══ Text section

Instead they increased prices, which further hurt sales and accelerated the loss of business. It was a death spiral that eventually led to desperate times, Akers’ demise, and the arrival of IBM’s first outsider CEO, Lou Gerstner from American Express. The lesson IBM learned from that was to put through massive cost cuts AHEAD of the business decline. Which of course today is again accelerating their loss of business.
In both the early 1990s and today IBM has shown it really doesn’t understand the value of its people. Before Gerstner people = billable hours = lots of revenue. Little or no effort was expended to improve efficiency, productivity, to automate, etc. The more labor-intensive it was to do something, the better.
This changed somewhat with Sam Palmisano, who refined the calculation to people = cost = something expendable that can be cut. In most companies with efficient and effective processes they can withstand serious cuts and continue to operate well. IBM’s processes are not efficient and the staff cuts are debilitating.
In both cases IBM needed to transform its business -- an area where IBM’s skills are quite poor. It takes IBM a ridiculous amount of time to make a decision and act on it. While most of today’s CAMSS is a sound plan for future products and services, IBM is at least five-10 years late bringing them to market. While most of the world has learned to develop new products and services and bring them to market faster (Internet time), IBM still moves at its historic glacial pace.
This slow pace of management is not just because there are so many layers, but also because there is so much secrecy. IBM does not let most employees -- even managers -- manage or even see their own budget. IBM does not let them see the real business plan, either. Most business decisions are made at the senior level where the decision makers can’t help but be out of touch with both the market and their employees. How can anyone get anything done when senior executives must approve everything?
So if you can’t make quick decisions about much of anything, how do you transform your product lines? Well at IBM you either acquire products (that’s an investment, remember, rather than an expense and therefore not chargeable against earnings) or you take your old products and simply rename them.
IBM is a SALES company run by salespeople. It takes brains and effort to improve a product or create a new one. However if you can take an old product, rename it, and sell it as something new then no brains or effort are needed.

════

**Written exercise**
Can you restate everything from "So if you can’t" down to "simply rename them." in the passage on IBM's management, swapping "product lines" for "offerings"?

══ Recorded information

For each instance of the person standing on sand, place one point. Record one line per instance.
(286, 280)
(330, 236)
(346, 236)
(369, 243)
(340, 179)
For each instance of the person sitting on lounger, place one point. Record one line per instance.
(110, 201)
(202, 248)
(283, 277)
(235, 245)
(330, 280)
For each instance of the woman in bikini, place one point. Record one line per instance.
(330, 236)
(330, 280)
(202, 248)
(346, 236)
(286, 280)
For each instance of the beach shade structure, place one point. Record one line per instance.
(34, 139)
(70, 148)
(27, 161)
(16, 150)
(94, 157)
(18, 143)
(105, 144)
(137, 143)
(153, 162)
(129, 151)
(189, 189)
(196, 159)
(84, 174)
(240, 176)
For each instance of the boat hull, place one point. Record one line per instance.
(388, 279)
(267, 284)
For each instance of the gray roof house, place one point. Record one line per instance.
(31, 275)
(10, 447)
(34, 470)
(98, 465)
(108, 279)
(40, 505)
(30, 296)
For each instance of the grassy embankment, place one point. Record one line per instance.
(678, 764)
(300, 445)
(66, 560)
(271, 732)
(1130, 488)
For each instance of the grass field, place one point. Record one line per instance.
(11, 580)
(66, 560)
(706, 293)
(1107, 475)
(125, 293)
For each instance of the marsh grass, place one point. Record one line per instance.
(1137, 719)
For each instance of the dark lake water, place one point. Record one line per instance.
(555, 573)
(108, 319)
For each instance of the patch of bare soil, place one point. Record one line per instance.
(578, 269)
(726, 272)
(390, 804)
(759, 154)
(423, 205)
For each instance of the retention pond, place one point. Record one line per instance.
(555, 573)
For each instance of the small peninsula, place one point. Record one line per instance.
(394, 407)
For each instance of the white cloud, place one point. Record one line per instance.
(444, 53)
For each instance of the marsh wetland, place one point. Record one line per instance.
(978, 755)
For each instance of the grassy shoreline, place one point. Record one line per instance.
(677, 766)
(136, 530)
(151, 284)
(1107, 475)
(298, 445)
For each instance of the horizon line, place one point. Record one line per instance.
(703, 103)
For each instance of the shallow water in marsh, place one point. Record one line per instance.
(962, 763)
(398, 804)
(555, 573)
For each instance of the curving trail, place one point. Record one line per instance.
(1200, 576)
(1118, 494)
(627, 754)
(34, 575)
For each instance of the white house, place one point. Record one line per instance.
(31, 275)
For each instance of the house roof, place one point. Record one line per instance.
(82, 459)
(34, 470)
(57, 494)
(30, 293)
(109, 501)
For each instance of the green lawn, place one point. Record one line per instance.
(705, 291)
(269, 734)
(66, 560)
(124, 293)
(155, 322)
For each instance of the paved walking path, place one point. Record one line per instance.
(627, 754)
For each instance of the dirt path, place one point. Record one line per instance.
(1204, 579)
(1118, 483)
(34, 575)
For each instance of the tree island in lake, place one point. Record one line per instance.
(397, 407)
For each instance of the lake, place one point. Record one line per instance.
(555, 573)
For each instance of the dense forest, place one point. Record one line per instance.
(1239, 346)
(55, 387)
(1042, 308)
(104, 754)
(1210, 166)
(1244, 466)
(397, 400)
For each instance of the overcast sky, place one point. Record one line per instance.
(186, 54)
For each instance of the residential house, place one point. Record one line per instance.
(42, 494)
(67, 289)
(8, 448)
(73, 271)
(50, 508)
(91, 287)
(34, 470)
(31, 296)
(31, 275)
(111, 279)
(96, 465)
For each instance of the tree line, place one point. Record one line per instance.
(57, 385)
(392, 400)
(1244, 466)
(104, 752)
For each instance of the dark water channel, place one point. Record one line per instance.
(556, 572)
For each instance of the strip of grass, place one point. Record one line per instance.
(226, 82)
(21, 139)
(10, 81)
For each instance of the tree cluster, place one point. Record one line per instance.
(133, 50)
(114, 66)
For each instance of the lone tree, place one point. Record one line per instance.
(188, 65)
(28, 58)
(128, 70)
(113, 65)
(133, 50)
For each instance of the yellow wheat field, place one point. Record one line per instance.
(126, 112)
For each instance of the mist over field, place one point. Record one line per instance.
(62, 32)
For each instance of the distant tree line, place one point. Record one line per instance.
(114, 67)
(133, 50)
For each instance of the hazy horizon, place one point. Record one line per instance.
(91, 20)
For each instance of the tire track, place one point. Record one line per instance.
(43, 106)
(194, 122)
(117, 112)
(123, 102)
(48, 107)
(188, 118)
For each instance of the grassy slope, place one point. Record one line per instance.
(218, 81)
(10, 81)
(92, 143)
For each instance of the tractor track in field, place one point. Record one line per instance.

════

**Response for this exercise**
So if you can’t make quick decisions about much of anything, how do you transform your offerings? Well at IBM you either acquire products (that’s an investment, remember, rather than an expense and therefore not chargeable against earnings) or you take your old products and simply rename them.